__Dataset entries__.
┄┄┄┄┄┄

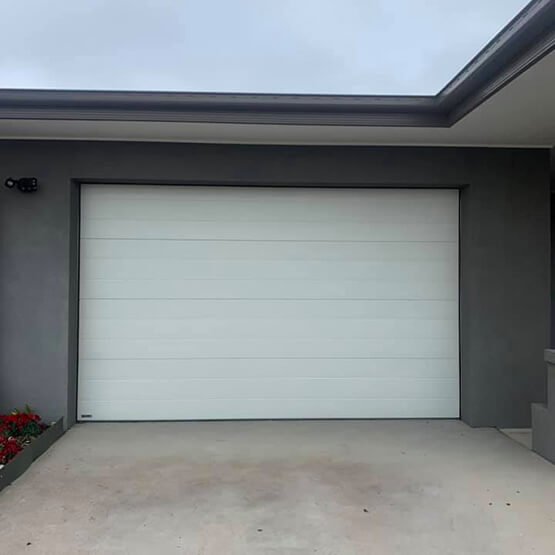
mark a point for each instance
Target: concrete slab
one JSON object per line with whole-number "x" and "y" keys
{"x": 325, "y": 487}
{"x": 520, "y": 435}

┄┄┄┄┄┄

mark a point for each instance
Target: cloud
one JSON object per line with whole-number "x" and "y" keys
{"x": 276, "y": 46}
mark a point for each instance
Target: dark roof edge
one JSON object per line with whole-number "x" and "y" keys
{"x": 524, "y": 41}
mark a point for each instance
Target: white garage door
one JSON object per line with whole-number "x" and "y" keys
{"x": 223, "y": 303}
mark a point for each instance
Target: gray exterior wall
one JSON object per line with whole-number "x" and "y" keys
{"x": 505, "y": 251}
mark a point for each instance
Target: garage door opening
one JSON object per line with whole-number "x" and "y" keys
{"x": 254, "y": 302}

┄┄┄┄┄┄

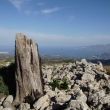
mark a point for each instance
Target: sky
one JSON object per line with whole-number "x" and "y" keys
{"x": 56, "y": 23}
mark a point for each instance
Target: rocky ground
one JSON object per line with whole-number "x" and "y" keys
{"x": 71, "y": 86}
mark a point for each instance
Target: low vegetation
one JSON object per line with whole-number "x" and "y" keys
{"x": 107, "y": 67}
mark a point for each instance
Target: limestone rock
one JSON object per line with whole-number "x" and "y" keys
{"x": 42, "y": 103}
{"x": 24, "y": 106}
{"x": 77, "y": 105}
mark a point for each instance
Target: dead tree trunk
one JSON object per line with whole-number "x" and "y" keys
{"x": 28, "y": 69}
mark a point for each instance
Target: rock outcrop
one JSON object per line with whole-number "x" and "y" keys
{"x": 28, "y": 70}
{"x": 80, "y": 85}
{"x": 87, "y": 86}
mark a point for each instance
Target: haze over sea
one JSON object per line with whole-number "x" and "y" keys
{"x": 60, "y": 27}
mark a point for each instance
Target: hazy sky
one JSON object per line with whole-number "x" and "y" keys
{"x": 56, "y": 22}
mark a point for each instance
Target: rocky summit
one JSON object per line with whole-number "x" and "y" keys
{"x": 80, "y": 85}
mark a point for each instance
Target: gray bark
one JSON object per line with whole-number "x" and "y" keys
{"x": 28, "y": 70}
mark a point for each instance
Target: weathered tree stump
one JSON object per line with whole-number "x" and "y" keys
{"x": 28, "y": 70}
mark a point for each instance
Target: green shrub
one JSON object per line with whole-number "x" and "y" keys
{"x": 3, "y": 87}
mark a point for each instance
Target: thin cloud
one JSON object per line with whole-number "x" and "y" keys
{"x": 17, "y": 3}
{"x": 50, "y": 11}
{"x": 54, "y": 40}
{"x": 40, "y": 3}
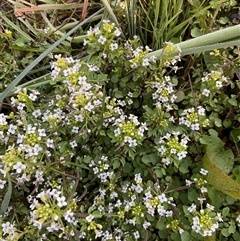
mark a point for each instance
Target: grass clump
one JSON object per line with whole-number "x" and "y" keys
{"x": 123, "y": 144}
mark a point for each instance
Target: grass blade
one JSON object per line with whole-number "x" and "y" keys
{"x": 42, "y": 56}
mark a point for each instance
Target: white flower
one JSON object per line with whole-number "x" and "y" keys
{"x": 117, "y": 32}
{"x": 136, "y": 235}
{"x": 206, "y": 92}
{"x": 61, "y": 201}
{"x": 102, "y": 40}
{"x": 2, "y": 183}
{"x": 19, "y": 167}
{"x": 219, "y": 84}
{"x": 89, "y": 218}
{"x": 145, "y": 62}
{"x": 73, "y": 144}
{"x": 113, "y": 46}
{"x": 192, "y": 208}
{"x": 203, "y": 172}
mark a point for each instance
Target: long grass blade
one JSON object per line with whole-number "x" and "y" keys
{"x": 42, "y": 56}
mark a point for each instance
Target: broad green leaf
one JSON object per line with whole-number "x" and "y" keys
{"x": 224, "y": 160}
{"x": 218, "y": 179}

┄┄┄┄┄┄

__PROBLEM REQUIREMENTS__. Retype the lines above exactly as they appear, from the line containing "Target: hazy sky" through the line containing "Target: white flower", and leave out any pictures.

__ANSWER AREA__.
Target: hazy sky
one JSON object per line with whole-number "x" and "y" keys
{"x": 56, "y": 22}
mark a point for each instance
Target: rocky summit
one JSON object per line with whole-number "x" and "y" keys
{"x": 80, "y": 85}
mark a point for each instance
Target: gray bark
one JSON object per line with whole-number "x" and "y" keys
{"x": 28, "y": 70}
mark a point for each instance
Target: weathered tree stump
one JSON object per line with whole-number "x" and "y" keys
{"x": 28, "y": 70}
mark a point for each instance
Target: green shrub
one JSON object per line with whole-number "x" and "y" keys
{"x": 3, "y": 87}
mark a point for each instance
Target: thin cloud
one JSON object per line with whole-number "x" and "y" keys
{"x": 17, "y": 3}
{"x": 50, "y": 11}
{"x": 54, "y": 40}
{"x": 40, "y": 3}
mark a point for each instance
Target: grass clump
one JSON object per line with whole-number "x" and "y" keys
{"x": 123, "y": 144}
mark a point for each instance
Target: grass blade
one JSON object per line with whole-number "x" and "y" keys
{"x": 42, "y": 56}
mark a point for each instance
Target: white flower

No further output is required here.